◆ Text extract
● ● ●

On Mon, May 04, 2026 at 08:46:10PM -0700, Niranjana Vishwanathapura wrote:
>On Fri, May 01, 2026 at 05:53:36PM -0700, Umesh Nerlige Ramappa wrote:
>>Given an LRC belonging to the secondary queue, in order to check if its
>>context group is active, we need to check the LRC of the primary queue.
>>In addition to that we want to compare the secondary queue position to
>>CSMQDEBUG register to check if the queue itself is active.
>>
>>To do so, store primary LRC and position information in the LRC as well
>>as take a reference to the primary LRC from each LRC in the queue group.
>>
>>A note on references involved:
>>
>>- In general the Queue takes a ref on its LRC.
>>- In addition, for multi-queue,
>>a. Primary Queue takes a ref for each Secondary LRC.
>>b. Each Secondary Queue takes a ref to the Primary Queue
>>
>>In the current patch, each LRC in the queue group is storing a pointer
>>to Primary LRC. There is a small window of time in the primary queue
>>free path where the primary LRC may be freed before the secondary LRC.
>>
>>__xe_exec_queue_fini(q); // frees|puts primary q LRCs
>>...
>>window where secondary Q LRC is pointing to invalid primary LRC
>>...
>>__xe_exec_queue_free(q); // frees|puts secondary q LRCs in multi-Q case
>>
>>In this window the reference in Secondary LRC is invalid. While there
>>may be nothing accessing the secondary LRCs reference, to be safe, this
>>patch is taking a reference to Primary LRC from the secondary LRC.
>>
>>Signed-off-by: Umesh Nerlige Ramappa <umesh.nerlige.ramappa@intel.com>
>>---
>>v2:
>>- Store primary LRC instead of primary queue (Niranjana)
>>- Drop the valid flag and check if primary_lrc is NULL (Niranjana)
>>- Document/Revisit references (Matt/Umesh)
>>---
>>drivers/gpu/drm/xe/xe_exec_queue.c | 23 ++++++++++++++++++++---
>>drivers/gpu/drm/xe/xe_lrc.h        |  5 +++++
>>drivers/gpu/drm/xe/xe_lrc_types.h  |  8 ++++++++
>>3 files changed, 33 insertions(+), 3 deletions(-)

● ● ●

◆ The exercise
Swap "context group" for "scheduling group" and write out the patch email from "On Mon, May" through "the primary queue.".

◆ Material provided
● ● ●

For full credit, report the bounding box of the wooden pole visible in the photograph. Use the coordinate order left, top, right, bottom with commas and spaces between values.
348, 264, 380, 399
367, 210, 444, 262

● ● ●

◆ Final result
On Mon, May 04, 2026 at 08:46:10PM -0700, Niranjana Vishwanathapura wrote:
>On Fri, May 01, 2026 at 05:53:36PM -0700, Umesh Nerlige Ramappa wrote:
>>Given an LRC belonging to the secondary queue, in order to check if its
>>scheduling group is active, we need to check the LRC of the primary queue.